- _Listing_
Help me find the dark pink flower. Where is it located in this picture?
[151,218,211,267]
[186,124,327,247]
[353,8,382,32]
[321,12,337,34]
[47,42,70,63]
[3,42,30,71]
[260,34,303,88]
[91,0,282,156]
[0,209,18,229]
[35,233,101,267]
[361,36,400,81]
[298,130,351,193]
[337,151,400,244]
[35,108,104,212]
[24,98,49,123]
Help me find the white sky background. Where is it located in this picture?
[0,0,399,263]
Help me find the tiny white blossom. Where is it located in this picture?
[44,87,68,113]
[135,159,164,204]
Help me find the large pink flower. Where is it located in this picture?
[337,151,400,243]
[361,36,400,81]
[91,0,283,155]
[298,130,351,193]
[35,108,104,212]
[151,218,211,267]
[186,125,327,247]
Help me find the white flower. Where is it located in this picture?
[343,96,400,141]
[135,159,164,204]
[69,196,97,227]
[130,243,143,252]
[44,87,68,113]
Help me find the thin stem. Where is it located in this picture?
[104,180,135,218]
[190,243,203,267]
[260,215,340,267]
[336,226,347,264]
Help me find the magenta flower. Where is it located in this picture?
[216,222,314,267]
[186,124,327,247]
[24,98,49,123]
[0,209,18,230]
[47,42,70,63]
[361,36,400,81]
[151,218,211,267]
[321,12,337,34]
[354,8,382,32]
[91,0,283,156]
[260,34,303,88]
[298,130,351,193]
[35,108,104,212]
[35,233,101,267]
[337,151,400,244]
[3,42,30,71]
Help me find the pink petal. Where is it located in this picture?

- _Given request_
Rewrite everything from the line containing "Help me find the magenta" down to the end of the entries, keeping the requests, and multiply each bounding-box coordinate in the answers by 1.2. Round the results to whole numbers, with halves rounded up.

- _Correct result_
Help me find the magenta flower. Where is it located in this picture?
[259,266,377,320]
[223,149,392,296]
[29,118,59,148]
[0,251,22,276]
[56,50,84,76]
[433,43,480,97]
[181,262,253,320]
[385,14,404,41]
[425,10,458,38]
[109,0,340,187]
[312,41,364,106]
[358,156,421,232]
[42,130,125,254]
[42,280,121,320]
[404,181,480,293]
[4,50,36,85]
Help me find the pink petal. Where is it located in this picture?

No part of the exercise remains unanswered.